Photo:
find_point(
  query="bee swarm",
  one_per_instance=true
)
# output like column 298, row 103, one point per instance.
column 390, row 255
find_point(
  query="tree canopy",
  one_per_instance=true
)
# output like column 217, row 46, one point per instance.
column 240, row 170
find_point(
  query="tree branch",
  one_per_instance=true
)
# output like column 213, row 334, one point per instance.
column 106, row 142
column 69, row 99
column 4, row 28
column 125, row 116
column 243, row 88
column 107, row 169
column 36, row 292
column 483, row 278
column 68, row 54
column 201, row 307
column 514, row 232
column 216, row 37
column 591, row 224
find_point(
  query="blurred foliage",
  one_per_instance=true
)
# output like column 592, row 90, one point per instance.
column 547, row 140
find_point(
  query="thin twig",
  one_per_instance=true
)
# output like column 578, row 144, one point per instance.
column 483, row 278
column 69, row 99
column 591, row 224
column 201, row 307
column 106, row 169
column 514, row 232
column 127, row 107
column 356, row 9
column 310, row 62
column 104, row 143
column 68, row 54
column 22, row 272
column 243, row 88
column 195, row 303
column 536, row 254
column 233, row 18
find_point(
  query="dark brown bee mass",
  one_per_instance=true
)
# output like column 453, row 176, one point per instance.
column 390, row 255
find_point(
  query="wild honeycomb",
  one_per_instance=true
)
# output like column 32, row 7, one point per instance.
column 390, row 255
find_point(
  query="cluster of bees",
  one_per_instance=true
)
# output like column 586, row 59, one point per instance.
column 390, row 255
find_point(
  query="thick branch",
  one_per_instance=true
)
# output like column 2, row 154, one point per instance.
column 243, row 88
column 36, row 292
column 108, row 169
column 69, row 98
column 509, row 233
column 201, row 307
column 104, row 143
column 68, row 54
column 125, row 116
== == ==
Work task = Search the material above for the string "tree", and copy every line in which it turns up.

Exercise output =
  query="tree canopy",
  query="tree branch",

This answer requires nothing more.